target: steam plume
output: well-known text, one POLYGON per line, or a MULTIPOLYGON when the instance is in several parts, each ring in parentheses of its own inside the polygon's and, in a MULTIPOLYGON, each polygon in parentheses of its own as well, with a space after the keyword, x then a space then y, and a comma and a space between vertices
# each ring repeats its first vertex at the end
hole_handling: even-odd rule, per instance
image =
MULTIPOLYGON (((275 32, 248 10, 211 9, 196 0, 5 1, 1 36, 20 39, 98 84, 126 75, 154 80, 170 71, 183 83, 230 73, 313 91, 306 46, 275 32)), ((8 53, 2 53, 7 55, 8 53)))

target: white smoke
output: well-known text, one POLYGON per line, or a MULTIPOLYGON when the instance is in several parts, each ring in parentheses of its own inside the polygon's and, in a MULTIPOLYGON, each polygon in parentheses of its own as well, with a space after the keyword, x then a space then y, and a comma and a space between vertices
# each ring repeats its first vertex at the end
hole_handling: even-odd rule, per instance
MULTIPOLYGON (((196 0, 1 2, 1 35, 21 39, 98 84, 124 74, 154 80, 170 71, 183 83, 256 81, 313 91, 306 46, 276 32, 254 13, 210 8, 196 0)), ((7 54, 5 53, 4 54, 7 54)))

__________

▸ DIRECTIONS
Rewrite every line of the material above as a numbered list, leaving out the blank lines.

▸ WRITTEN REPLY
1. target: steam plume
2. output: well-known text, one POLYGON per line, or a MULTIPOLYGON when the instance is in several parts, each ring in parentheses of its own inside the polygon's and, in a MULTIPOLYGON, each polygon in parentheses of its own as well, with a space after the keyword, x then a space then y, and a comma and a space between vertices
3. # each ring repeats its first vertex at the end
4. hole_handling: even-odd rule, per instance
5. image =
6. MULTIPOLYGON (((275 32, 248 10, 211 9, 196 0, 5 1, 1 36, 20 39, 98 84, 126 75, 154 80, 170 71, 183 83, 230 73, 313 91, 306 46, 275 32)), ((8 53, 2 53, 7 55, 8 53)))
7. target: white smoke
8. output: well-known text, one POLYGON per line, or a MULTIPOLYGON when the instance is in several parts, each ring in parentheses of its own inside the polygon's and, in a MULTIPOLYGON, each polygon in parentheses of its own as well, with a space after the keyword, x then a space then y, and a comma and a space between vertices
9. # each ring repeats its first vertex at the end
10. hole_handling: even-odd rule, per instance
11. MULTIPOLYGON (((196 0, 1 2, 1 35, 21 39, 98 84, 124 74, 154 80, 170 71, 183 83, 256 81, 313 91, 306 46, 276 32, 254 13, 210 8, 196 0)), ((7 54, 5 53, 4 54, 7 54)))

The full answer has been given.